**About this exercise**.
All the data beneath this line is to be reproduced exactly.
━━━━━━━━━━━━━━━━━━━━━━━━━━━━━━
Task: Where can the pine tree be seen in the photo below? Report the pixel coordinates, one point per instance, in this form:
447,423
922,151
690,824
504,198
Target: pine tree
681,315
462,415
━━━━━━━━━━━━━━━━━━━━━━━━━━━━━━
**Result of the exercise**.
Task: Where can the pine tree be seen in the photo below? Report the pixel coordinates, one point per instance, in this form:
447,423
922,151
690,824
504,198
Target: pine tree
681,315
462,415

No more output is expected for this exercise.